Schriftliche Aufgabe a:
Ziehen Sie aus der Auflistung jede Zeile heraus, in der das Wort „wooden“ vorkommt.

Lesetext:
************

Ein wichtiger Aspekt in diesem Zusammenhang ist die Objektidentität. Sie ermöglicht es, ein bestimmtes Objekt zweifelsfrei zu identifizieren und anzusprechen.

Objektbeziehungen
Ein Objekt kann in verschiedenen Beziehungen zu anderen Objekten stehen. Diese erfordern jeweils unterschiedliche Betrachtungen. Ein Fahrzeugmodul zum Beispiel ist sowohl in Beziehung zum Gesamtfahrzeug, in dem es verbaut ist, zu sehen als auch zum Container, in dem es transportiert wird. Darüber hinaus können Beziehungen zu weiteren Objekten bestehen, etwa zu weiteren Fahrzeugmodulen. Diese Beziehungen müssen verwaltet, überwacht und gesteuert werden.

Kommunikation
Die Möglichkeit, sich ad-hoc mit seiner Umgebung auszutauschen, bildet die entscheidende Grundlage für die Interaktion eines Objekts mit weiteren Bestandteilen des gleichen Systems oder anderen Systemen. WiFi, NFC, Bluetooth, Internet und Mobilfunk stellen dafür die gebräuchlichsten Kommunikationstechnologien dar.

Sensoren und Aktuatoren
Sensoren und Aktuatoren stellen die Verbindung eines Objektes mit seiner realen Umwelt her. Sensoren sind in der Lage, Temperatur, Druck, Licht und vieles weitere zu messen. Aktuatoren übernehmen die Aufgabe, Aktivitäten anzustoßen und so die Umwelt zu beeinflussen. Beispiele sind Regler, Motoren oder Schalter.

Kontextmanagement
Ein Objekt muss wissen, in welchem Kontext es sich befindet. Das können verschiedene Netzwerke, aber auch einsatzspezifische Kontexte ein. Ein Fahrzeugmodul beispielsweise wird bei einem Hersteller und damit auch in dessen Netzwerk produziert, im „Transport-Kontext“ vom Produzenten zum Automobilhersteller gebracht und dort in einem weiteren Kontext verbaut. Je nachdem, in welchem Umgebungskontext sich ein Objekt befindet, muss es andere Dienste zur Verfügung stellen – das ist insbesondere aus Sicherheitsgründen wichtig.

Objekt-Dienste/Ereignisse
Jedes Objekt kann selbst Dienste anbieten und Dienste anderer Objekte nutzen. Die Möglichkeiten sind vielfältig. Sie reichen von Diensten, die Auskunft zum Status oder der Historie des Objekts geben, bis hin zu Diensten, die in Kombination mit anderen Diensten über den weiteren Produktionsweg eines Objekts entscheiden.

Das Anbieten und Nutzen von Diensten erfordert in der Regel eine Beziehung zu einem Dienstanbieter oder Dienstnutzer. In verteilten Umgebungen, unterschiedlichen Netzwerken und Infrastrukturen ist das aber nicht immer gegeben. Hier spielen Ereignisse eine wichtige Rolle. Darunter versteht man Nachrichten, die Objekte an eine Infrastruktur absetzen, ohne zu wissen, ob und von wem diese Nachricht verarbeitet wird. Zugleich kann ein Objekt auf das Eintreffen von anderen Ereignissen warten. Ein simples Beispiel sind vernetzte Feuermelder. Wird ein Brand registriert, wird dieses Ereignis gemeldet. Andere Feuermelder greifen dieses auf und geben ihrerseits Alarm.

************

Auszüge aus Datensätzen:
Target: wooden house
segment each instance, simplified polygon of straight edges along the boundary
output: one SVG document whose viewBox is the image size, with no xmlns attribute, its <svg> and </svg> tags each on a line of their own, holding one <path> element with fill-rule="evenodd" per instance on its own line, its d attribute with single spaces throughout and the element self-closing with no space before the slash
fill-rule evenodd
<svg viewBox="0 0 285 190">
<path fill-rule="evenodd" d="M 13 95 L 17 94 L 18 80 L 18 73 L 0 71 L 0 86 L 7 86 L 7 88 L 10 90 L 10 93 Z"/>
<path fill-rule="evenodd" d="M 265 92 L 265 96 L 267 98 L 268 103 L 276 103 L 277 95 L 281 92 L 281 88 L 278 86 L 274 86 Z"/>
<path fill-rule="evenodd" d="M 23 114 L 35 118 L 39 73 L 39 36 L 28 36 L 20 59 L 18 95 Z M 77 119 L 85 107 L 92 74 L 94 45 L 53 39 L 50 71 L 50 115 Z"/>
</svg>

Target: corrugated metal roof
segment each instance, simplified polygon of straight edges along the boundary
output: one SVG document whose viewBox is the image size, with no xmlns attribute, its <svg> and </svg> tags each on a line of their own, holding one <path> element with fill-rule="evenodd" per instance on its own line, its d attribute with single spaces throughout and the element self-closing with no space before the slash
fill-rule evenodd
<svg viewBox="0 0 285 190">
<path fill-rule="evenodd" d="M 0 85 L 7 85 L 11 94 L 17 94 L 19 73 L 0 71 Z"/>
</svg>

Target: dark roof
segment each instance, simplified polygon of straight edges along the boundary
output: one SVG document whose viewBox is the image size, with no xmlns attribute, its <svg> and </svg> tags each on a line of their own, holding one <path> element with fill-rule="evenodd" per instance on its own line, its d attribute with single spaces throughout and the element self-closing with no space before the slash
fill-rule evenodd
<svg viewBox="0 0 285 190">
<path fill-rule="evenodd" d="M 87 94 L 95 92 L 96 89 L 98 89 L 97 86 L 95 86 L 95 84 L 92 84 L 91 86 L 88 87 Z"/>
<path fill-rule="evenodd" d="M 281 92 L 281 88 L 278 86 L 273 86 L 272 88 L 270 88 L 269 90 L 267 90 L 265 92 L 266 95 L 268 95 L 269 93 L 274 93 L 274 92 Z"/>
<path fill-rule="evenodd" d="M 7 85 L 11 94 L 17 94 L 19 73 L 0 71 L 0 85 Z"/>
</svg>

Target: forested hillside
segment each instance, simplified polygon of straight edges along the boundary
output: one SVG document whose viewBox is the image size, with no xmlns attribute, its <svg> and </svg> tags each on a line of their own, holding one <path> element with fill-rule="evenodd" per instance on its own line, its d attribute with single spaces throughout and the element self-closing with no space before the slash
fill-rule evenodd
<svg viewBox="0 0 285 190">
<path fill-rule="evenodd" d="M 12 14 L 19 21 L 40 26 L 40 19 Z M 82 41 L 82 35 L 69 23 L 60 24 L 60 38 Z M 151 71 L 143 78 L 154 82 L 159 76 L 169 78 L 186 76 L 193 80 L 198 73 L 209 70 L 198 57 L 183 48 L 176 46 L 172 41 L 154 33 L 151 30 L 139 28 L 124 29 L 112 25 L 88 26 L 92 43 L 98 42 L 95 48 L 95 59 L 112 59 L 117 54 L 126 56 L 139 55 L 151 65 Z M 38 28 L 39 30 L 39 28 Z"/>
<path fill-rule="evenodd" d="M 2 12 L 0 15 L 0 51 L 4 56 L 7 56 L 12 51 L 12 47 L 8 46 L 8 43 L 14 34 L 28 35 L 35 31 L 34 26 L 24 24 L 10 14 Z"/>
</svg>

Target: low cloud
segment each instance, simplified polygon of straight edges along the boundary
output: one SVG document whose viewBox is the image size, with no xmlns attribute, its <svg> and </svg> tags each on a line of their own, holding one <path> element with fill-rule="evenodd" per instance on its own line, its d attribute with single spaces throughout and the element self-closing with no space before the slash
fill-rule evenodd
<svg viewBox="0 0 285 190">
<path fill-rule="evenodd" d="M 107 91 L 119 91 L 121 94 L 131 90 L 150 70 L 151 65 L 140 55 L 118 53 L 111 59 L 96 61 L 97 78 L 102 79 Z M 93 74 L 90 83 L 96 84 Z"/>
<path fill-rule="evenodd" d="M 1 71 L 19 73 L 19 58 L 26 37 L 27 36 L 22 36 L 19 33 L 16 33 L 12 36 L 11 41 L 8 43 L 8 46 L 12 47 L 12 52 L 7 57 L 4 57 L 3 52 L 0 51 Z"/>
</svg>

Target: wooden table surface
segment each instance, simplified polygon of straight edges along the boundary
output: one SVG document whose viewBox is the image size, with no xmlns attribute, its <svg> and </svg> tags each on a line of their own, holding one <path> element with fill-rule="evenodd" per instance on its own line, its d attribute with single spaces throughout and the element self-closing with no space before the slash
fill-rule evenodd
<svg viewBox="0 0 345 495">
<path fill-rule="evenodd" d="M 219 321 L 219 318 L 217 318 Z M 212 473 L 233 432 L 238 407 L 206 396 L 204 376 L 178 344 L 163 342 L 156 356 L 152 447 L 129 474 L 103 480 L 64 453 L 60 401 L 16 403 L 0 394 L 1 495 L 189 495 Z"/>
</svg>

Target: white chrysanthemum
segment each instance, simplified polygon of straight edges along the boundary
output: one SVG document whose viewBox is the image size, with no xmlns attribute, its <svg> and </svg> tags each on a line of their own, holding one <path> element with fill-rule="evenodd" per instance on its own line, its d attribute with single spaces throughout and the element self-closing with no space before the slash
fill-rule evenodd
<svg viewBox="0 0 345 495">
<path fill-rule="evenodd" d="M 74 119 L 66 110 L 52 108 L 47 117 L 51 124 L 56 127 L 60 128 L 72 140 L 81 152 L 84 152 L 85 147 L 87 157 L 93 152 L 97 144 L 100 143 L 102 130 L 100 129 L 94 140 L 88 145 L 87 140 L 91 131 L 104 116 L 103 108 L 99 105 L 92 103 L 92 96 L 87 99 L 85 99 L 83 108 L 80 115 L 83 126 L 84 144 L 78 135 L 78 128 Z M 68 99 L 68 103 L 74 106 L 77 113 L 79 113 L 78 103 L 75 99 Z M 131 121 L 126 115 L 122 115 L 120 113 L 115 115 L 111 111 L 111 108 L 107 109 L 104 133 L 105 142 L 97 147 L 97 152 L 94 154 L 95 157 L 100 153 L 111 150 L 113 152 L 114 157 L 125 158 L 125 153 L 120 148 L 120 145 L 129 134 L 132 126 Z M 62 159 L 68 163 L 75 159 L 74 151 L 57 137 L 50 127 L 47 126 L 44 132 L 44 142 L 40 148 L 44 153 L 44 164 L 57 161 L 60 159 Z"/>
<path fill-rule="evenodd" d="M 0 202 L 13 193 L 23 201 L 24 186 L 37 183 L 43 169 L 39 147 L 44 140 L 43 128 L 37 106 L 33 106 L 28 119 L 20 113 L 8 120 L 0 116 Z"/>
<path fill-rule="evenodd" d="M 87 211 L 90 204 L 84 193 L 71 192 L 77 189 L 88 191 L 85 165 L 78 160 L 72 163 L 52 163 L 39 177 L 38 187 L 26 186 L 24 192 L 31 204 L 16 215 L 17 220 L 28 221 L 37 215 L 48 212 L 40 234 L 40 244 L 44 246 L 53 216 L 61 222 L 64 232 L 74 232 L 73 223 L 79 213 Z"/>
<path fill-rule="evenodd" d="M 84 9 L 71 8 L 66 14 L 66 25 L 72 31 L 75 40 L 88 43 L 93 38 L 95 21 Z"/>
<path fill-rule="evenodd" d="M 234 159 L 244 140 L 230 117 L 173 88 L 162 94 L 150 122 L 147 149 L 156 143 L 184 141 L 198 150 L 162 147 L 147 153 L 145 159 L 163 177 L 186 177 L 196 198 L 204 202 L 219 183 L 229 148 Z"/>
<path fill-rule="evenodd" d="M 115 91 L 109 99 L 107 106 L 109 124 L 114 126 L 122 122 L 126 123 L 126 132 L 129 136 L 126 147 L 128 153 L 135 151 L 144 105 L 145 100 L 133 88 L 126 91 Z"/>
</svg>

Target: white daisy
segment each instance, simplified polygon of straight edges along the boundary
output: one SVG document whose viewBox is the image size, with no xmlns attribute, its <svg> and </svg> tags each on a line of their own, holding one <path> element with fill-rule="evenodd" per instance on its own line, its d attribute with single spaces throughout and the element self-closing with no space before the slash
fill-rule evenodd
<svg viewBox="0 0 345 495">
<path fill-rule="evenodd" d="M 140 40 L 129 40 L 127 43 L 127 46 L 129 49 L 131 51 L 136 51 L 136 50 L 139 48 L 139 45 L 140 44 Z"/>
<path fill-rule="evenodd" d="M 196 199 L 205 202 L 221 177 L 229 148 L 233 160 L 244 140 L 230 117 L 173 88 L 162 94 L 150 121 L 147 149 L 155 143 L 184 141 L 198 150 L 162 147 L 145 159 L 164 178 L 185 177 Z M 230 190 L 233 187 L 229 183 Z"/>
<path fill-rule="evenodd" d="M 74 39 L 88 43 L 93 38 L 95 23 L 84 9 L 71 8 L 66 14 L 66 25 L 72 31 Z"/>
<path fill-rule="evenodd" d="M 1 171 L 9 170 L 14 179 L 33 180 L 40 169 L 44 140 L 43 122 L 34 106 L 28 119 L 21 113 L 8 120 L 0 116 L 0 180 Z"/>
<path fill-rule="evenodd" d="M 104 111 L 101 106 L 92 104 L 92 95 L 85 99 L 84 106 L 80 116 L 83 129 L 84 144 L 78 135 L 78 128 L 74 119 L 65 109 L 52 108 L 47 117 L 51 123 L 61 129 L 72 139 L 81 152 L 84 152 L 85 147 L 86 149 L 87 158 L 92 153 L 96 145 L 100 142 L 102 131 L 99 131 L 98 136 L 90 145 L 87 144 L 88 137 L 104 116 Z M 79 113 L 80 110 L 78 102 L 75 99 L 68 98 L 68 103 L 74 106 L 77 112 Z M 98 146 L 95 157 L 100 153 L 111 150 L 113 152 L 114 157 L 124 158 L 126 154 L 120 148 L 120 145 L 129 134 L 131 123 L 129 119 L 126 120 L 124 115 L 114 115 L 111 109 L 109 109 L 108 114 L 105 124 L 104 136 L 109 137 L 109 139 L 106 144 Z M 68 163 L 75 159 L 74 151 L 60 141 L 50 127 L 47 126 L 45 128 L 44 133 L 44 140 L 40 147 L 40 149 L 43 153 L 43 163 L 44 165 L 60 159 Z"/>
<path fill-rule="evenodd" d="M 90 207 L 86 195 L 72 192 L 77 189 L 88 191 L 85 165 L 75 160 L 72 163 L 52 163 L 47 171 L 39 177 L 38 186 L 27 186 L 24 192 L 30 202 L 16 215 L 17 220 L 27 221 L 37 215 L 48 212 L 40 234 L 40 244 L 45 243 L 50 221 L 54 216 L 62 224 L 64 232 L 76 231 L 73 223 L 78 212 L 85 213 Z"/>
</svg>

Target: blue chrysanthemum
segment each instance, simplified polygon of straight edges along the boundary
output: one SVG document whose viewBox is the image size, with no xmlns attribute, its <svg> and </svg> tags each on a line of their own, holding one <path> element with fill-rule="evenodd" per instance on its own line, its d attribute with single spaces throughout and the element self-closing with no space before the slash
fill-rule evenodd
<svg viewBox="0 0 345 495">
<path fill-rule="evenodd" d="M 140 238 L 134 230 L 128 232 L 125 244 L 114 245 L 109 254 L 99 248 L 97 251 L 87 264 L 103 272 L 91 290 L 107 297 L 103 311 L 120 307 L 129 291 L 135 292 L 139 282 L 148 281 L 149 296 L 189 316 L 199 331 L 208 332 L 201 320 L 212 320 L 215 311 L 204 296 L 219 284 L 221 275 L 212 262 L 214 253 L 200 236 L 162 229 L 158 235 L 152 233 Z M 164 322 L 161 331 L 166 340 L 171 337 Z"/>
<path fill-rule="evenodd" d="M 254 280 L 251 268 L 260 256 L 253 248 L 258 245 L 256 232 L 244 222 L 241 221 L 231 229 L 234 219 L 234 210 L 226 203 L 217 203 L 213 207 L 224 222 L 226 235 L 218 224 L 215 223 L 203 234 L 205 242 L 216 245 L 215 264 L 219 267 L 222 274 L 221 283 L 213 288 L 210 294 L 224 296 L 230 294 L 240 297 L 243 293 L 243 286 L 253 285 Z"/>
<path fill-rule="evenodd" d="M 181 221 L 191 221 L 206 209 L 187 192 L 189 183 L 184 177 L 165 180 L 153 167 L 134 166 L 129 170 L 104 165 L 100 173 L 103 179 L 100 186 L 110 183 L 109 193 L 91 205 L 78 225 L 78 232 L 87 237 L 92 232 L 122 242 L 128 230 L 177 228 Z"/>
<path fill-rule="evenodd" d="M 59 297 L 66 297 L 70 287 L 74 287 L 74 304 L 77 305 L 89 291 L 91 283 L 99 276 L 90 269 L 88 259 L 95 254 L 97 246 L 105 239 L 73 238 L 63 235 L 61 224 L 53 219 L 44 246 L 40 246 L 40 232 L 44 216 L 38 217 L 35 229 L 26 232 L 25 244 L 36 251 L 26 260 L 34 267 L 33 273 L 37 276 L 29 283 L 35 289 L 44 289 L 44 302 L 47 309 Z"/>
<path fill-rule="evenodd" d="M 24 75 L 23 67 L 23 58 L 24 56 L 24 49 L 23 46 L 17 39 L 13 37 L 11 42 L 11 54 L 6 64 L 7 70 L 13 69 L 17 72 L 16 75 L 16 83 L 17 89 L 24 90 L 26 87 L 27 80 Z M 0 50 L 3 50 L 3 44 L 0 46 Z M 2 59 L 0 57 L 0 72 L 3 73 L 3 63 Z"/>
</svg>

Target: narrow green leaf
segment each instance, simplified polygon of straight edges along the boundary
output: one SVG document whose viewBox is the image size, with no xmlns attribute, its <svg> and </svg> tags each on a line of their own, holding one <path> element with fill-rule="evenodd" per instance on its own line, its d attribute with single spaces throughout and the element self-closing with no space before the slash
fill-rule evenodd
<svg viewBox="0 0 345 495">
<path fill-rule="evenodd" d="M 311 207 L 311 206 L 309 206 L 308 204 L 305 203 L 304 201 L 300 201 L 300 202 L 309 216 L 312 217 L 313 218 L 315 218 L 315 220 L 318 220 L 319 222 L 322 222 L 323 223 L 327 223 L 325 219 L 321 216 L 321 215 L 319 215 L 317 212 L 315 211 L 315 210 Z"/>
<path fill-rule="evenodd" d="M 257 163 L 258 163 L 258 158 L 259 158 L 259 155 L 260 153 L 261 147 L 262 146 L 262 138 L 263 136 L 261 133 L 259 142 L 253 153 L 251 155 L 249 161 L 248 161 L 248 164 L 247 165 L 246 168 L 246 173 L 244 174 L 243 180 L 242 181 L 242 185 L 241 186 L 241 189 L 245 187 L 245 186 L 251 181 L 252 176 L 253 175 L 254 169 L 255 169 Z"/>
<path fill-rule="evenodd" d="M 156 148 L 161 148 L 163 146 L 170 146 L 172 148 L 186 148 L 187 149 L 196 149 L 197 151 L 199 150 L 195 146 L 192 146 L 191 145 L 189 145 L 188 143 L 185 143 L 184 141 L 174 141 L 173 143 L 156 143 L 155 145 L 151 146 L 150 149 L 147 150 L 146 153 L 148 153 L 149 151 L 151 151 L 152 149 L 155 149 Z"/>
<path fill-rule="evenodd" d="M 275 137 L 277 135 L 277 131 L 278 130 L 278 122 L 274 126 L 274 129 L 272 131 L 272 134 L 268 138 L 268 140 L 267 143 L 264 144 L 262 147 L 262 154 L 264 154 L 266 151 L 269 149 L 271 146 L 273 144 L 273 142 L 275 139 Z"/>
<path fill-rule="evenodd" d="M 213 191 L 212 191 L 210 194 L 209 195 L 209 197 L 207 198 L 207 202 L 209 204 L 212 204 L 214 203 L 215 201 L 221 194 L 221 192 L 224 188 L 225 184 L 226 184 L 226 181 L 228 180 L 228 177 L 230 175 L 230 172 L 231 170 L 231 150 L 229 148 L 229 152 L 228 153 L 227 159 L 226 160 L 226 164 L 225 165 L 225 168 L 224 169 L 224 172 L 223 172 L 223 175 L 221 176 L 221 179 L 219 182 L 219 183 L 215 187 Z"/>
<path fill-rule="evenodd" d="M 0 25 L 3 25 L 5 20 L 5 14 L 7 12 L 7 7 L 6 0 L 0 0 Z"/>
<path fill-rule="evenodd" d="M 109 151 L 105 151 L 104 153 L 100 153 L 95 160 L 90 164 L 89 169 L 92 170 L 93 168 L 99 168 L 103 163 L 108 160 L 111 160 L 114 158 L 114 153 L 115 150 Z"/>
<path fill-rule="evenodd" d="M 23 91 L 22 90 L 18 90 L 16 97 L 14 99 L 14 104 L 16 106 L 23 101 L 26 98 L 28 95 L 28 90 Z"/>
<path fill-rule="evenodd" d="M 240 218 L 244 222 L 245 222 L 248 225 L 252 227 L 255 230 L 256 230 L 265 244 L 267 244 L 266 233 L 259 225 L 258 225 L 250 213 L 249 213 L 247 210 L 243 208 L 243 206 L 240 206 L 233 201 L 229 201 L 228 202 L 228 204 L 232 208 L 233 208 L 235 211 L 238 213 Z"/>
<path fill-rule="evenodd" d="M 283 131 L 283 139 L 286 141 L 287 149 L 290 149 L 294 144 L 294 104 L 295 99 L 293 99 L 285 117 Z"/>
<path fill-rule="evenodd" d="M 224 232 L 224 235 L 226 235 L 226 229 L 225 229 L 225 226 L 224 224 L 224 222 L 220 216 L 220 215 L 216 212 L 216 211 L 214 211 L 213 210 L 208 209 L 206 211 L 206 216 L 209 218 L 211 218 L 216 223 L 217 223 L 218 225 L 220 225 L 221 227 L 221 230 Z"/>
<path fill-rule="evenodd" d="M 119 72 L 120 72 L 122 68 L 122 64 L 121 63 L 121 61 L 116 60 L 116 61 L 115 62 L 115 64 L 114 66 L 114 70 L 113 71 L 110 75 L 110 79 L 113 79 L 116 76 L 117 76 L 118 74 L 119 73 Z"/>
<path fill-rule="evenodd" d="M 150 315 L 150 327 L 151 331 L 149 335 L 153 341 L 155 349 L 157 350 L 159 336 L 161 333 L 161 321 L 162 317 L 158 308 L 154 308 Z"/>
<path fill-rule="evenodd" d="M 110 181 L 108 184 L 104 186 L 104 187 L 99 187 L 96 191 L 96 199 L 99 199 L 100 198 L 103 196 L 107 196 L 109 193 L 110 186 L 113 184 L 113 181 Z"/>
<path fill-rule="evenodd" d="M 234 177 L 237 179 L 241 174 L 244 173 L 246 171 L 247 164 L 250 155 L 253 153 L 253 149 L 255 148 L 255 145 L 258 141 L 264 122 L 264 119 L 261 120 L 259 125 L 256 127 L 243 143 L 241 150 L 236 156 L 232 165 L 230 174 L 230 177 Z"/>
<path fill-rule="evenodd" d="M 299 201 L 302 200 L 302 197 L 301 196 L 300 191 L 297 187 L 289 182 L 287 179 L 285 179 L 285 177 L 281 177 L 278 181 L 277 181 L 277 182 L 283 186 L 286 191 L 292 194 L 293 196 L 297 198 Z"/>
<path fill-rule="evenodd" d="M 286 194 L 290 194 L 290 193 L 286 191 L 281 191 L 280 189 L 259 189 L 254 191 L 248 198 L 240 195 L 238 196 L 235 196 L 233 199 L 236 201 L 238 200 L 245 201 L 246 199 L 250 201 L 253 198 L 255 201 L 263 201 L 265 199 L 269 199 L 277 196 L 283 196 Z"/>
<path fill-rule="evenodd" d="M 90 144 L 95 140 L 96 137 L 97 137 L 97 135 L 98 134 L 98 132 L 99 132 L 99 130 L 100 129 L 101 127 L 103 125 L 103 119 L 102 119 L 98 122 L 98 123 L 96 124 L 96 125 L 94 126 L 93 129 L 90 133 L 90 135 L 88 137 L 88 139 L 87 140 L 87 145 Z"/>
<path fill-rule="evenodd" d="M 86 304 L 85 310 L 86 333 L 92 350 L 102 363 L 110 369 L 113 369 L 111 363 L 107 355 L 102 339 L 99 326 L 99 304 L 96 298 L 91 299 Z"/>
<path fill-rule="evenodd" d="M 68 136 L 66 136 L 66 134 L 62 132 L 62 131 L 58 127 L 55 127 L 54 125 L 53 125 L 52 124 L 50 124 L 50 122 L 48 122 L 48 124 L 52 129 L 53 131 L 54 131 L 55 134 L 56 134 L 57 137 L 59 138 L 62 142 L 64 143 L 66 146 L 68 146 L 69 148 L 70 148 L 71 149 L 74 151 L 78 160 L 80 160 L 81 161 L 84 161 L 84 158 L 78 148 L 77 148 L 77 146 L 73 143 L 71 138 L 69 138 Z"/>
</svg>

************

Schriftliche Aufgabe b:
Beantworten Sie die folgenden Fragen anhand des Lesetextes.
(i) Welche Kommunikationstechnologien werden als die gebräuchlichsten genannt?
(ii) Welche Beispiele für Aktuatoren führt der Text an?
(iii) Was tun andere Feuermelder, wenn ein Brand als Ereignis gemeldet wird?

Lösung der Aufgabe a:
Target: wooden house
Target: wooden table surface

Lösung der Aufgabe b:
(i) WiFi, NFC, Bluetooth, Internet und Mobilfunk.
(ii) Regler, Motoren oder Schalter.
(iii) Sie greifen das Ereignis auf und geben ihrerseits Alarm.